» **Data entries**:
--- START ---

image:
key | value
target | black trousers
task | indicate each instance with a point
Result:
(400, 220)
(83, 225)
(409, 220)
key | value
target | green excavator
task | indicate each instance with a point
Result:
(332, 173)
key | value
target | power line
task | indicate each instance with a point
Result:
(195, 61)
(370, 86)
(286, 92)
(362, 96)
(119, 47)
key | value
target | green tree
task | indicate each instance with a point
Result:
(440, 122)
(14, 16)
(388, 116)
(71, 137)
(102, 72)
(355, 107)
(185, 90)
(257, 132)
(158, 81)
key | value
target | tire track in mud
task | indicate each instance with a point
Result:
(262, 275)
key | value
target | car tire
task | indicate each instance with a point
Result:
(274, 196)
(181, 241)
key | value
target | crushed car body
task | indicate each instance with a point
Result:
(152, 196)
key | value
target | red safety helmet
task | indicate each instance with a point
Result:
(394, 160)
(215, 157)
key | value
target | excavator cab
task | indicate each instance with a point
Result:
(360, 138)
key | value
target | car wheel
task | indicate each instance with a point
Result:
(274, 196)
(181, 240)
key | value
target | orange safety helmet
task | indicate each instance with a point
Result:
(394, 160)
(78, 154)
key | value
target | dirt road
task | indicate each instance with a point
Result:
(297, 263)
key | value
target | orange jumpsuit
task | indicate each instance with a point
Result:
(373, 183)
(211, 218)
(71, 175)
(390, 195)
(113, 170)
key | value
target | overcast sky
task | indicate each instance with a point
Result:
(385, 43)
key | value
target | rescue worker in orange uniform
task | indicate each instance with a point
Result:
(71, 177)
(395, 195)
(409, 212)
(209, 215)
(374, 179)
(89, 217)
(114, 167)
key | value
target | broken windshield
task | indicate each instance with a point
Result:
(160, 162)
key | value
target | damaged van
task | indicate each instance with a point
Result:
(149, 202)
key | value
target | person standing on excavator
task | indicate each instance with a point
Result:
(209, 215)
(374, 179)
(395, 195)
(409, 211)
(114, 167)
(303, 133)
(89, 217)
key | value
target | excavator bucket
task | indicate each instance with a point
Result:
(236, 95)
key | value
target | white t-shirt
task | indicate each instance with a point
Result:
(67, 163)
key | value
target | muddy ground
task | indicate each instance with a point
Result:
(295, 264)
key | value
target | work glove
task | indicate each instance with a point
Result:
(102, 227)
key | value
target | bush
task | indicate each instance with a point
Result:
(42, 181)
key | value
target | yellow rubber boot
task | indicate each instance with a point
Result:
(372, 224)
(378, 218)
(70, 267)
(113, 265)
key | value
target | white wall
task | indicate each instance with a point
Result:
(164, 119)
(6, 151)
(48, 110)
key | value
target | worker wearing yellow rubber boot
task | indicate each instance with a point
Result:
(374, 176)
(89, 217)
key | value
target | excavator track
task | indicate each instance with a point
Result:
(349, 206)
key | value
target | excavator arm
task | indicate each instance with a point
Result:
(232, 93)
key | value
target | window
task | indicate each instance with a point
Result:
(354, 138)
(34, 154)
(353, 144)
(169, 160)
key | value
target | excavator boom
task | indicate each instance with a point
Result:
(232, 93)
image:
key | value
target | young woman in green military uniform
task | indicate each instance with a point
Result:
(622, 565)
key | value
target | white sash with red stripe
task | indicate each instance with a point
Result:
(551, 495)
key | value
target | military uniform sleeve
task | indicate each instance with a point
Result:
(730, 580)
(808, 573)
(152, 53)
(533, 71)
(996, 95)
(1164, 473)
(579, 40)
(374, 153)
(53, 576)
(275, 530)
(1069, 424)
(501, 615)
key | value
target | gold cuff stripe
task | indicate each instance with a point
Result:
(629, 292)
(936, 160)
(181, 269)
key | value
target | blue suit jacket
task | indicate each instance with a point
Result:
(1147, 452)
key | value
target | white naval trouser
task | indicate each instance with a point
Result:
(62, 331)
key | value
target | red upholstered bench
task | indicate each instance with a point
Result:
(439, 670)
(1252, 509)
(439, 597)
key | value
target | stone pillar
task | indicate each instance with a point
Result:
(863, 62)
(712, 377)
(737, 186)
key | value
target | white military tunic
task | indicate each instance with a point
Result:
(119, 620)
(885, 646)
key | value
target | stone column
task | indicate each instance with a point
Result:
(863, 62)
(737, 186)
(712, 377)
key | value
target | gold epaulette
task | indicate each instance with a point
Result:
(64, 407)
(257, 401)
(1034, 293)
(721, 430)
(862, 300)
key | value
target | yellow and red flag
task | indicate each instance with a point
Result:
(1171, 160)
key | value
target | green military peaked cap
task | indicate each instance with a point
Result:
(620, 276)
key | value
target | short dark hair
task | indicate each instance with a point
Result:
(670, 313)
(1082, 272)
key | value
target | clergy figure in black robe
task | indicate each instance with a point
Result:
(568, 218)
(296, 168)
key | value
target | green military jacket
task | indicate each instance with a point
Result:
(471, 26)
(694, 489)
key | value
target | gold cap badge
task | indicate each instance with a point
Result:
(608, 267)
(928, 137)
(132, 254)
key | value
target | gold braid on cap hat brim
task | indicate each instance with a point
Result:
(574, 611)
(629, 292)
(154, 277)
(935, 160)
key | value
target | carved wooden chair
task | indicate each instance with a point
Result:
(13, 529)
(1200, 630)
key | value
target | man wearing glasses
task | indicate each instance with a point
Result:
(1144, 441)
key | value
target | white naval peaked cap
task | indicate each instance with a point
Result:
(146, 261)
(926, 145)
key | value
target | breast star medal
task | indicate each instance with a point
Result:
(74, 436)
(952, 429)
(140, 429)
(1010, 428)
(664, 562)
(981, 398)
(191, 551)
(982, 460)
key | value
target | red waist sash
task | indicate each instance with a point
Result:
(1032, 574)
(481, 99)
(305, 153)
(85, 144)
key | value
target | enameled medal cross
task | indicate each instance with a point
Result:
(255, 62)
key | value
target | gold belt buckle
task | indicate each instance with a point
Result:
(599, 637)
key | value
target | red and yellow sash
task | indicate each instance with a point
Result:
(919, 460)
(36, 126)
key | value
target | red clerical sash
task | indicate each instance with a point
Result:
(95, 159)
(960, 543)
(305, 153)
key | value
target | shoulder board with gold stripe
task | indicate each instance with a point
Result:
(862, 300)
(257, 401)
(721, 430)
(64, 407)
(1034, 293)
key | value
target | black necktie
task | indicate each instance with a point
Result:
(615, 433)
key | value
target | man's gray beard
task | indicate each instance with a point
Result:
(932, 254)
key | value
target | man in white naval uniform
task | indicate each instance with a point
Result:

--- END ---

» **Task prompt**: Go through the data above and repeat all of it exactly.

» **Answer to this exercise**:
image:
key | value
target | black trousers
task | indicate each instance with a point
Result:
(400, 220)
(83, 225)
(409, 220)
key | value
target | green excavator
task | indicate each instance with a point
Result:
(332, 173)
key | value
target | power line
task | indicate each instance with a point
Result:
(195, 61)
(370, 86)
(286, 92)
(362, 96)
(119, 47)
key | value
target | green tree
task | indicate each instance with a point
Result:
(440, 122)
(14, 16)
(388, 116)
(71, 137)
(102, 72)
(355, 107)
(185, 90)
(257, 132)
(158, 81)
key | value
target | tire track in mud
task | indicate each instance with a point
Result:
(262, 275)
key | value
target | car tire
task | indicate each instance with a point
Result:
(274, 196)
(181, 241)
key | value
target | crushed car body
task | indicate each instance with a point
Result:
(152, 196)
key | value
target | red safety helmet
task | indicate each instance with a point
Result:
(394, 160)
(215, 157)
key | value
target | excavator cab
task | indicate each instance with a point
Result:
(360, 138)
key | value
target | car wheel
task | indicate each instance with a point
Result:
(274, 196)
(181, 240)
key | value
target | orange safety helmet
task | indicate each instance with a point
Result:
(394, 160)
(78, 154)
key | value
target | dirt road
task | indicate each instance with a point
Result:
(297, 263)
key | value
target | orange jumpsuit
task | indicate each instance with a point
Result:
(373, 183)
(211, 218)
(71, 175)
(390, 195)
(113, 170)
key | value
target | overcast sky
task | indicate each instance with a point
Result:
(385, 43)
key | value
target | rescue worker in orange uniform
task | indicate each instance with a point
Result:
(71, 177)
(395, 195)
(409, 212)
(209, 215)
(374, 179)
(89, 217)
(114, 167)
key | value
target | broken windshield
task | indicate each instance with a point
Result:
(160, 162)
key | value
target | damaged van
task | indicate each instance with a point
Result:
(149, 202)
key | value
target | person standing on excavator
task | indicate each instance with a point
Result:
(209, 215)
(374, 179)
(395, 195)
(409, 211)
(114, 167)
(303, 133)
(89, 217)
key | value
target | excavator bucket
task | indicate each instance with a point
Result:
(236, 95)
key | value
target | white t-shirt
task | indicate each instance with a point
Result:
(67, 163)
key | value
target | muddy ground
task | indicate each instance with a point
Result:
(295, 264)
key | value
target | work glove
task | indicate each instance with a point
Result:
(102, 227)
key | value
target | bush
task | indicate each instance with a point
Result:
(42, 181)
key | value
target | yellow rubber boot
task | indicate each instance with a point
Result:
(372, 224)
(378, 218)
(70, 267)
(113, 265)
key | value
target | white wall
task | indicate each instance with a point
Result:
(164, 119)
(6, 151)
(48, 110)
key | value
target | worker wearing yellow rubber boot
task | indicate each instance with a point
Result:
(374, 176)
(89, 217)
key | value
target | excavator track
task | indicate each instance with a point
Result:
(349, 206)
key | value
target | excavator arm
task | indicate each instance with a point
Result:
(232, 93)
key | value
target | window
task | indicate each instance with a point
Result:
(354, 138)
(34, 154)
(353, 144)
(169, 160)
key | value
target | excavator boom
task | indicate each instance with a point
Result:
(232, 93)
image:
key | value
target | young woman in green military uniform
task | indicate each instance with a point
Result:
(622, 565)
key | value
target | white sash with red stripe
task | indicate each instance with a point
Result:
(551, 495)
key | value
target | military uniform sleeve
task | indicate each instance with a point
Result:
(730, 580)
(808, 573)
(152, 53)
(533, 71)
(996, 95)
(1164, 473)
(579, 40)
(374, 153)
(53, 576)
(275, 530)
(1069, 424)
(501, 615)
key | value
target | gold cuff stripe
task | indicate each instance with a point
Result:
(629, 292)
(936, 160)
(181, 269)
key | value
target | blue suit jacket
task | indicate each instance with a point
Result:
(1147, 452)
key | value
target | white naval trouser
task | indicate each instance with a point
Result:
(62, 331)
key | value
target | red upholstered bench
task | indicate each instance with a point
Result:
(439, 670)
(1252, 509)
(439, 597)
key | value
target | stone pillar
task | indicate each instance with a point
Result:
(863, 62)
(712, 377)
(737, 186)
key | value
target | white military tunic
task | indicate each instance with a point
Result:
(119, 620)
(885, 646)
key | value
target | stone column
task | indicate each instance with a point
Result:
(863, 62)
(737, 186)
(712, 377)
key | value
target | gold epaulette
task | indicate each instance with a point
Result:
(64, 407)
(257, 401)
(1034, 293)
(721, 430)
(862, 300)
key | value
target | yellow and red flag
task | indicate each instance with a point
Result:
(1171, 160)
key | value
target | green military peaked cap
task | indicate each instance with a point
Result:
(620, 276)
key | value
target | short dark hair
task | indicate each instance with a point
Result:
(670, 313)
(1082, 272)
key | value
target | clergy figure in black robe
task | indicate each instance with a point
Result:
(568, 218)
(296, 168)
key | value
target | green military jacket
task | indicate each instance with a point
Result:
(471, 26)
(694, 489)
key | value
target | gold cap badge
task | indicate each instance with a point
Result:
(608, 267)
(928, 137)
(132, 254)
key | value
target | gold braid on cap hat brim
task | indicate each instance with a point
Result:
(574, 611)
(629, 292)
(154, 277)
(935, 160)
key | value
target | carved wooden chair
task | indicate each instance with a point
Result:
(13, 529)
(1200, 630)
key | value
target | man wearing glasses
task | indicate each instance with a point
Result:
(1144, 441)
key | value
target | white naval peaked cap
task | indicate each instance with a point
Result:
(146, 261)
(926, 145)
key | value
target | breast star medal
task | indicate each instance with a point
Result:
(74, 436)
(952, 429)
(140, 429)
(1010, 428)
(664, 562)
(981, 398)
(191, 551)
(982, 460)
key | value
target | red waist sash
task | indicate each instance with a point
Result:
(1032, 574)
(481, 99)
(305, 153)
(85, 144)
key | value
target | enameled medal cross
task | indicate each instance with a point
Result:
(255, 62)
key | value
target | gold belt buckle
task | indicate each instance with a point
Result:
(599, 637)
key | value
target | red and yellow sash
task | indicate each instance with a point
Result:
(919, 460)
(36, 126)
key | value
target | red clerical sash
task | indicate each instance with a point
Result:
(95, 159)
(960, 543)
(305, 153)
key | value
target | shoulder board with gold stripe
task | indicate each instance with a point
Result:
(862, 300)
(257, 401)
(721, 430)
(64, 407)
(1034, 293)
key | value
target | black necktie
task | indicate each instance with a point
Result:
(615, 433)
key | value
target | man's gray beard
task | indicate each instance with a point
Result:
(932, 254)
key | value
target | man in white naval uniform
task | indicate each instance with a point
Result:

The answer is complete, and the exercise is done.